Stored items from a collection
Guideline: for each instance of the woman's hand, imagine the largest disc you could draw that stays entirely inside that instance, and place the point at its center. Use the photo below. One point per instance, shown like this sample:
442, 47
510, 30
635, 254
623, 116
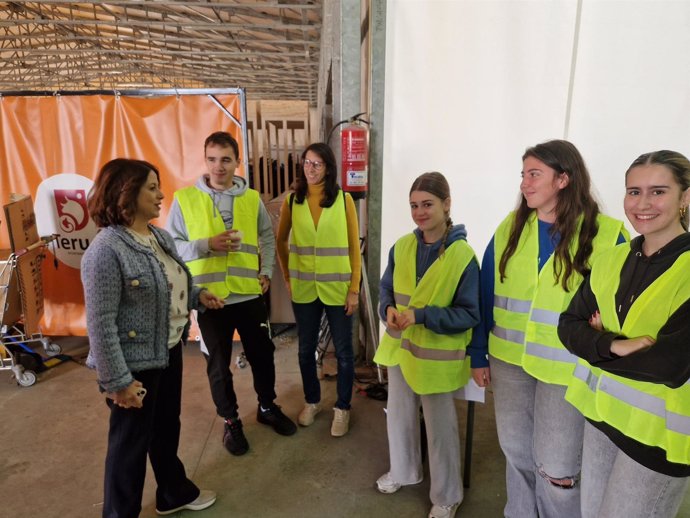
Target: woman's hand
482, 376
392, 316
351, 302
209, 300
406, 319
265, 283
128, 397
595, 321
227, 241
631, 345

**WHAT THE TASK REQUIRES**
Each line above should be written out again exactly, and no picture should appear in the copy.

**RESPONSE TO THIS EXERCISE**
Guideline: for each instance of the woman's hand, imagine the largest disc you could draw that stays entirely inside that instance, and place the point at its center. Use the photo below. One point per instance, shown like this sample:
442, 47
510, 30
635, 254
623, 116
Target: woman's hand
482, 376
392, 316
351, 302
209, 300
406, 319
265, 283
128, 397
595, 321
227, 241
631, 345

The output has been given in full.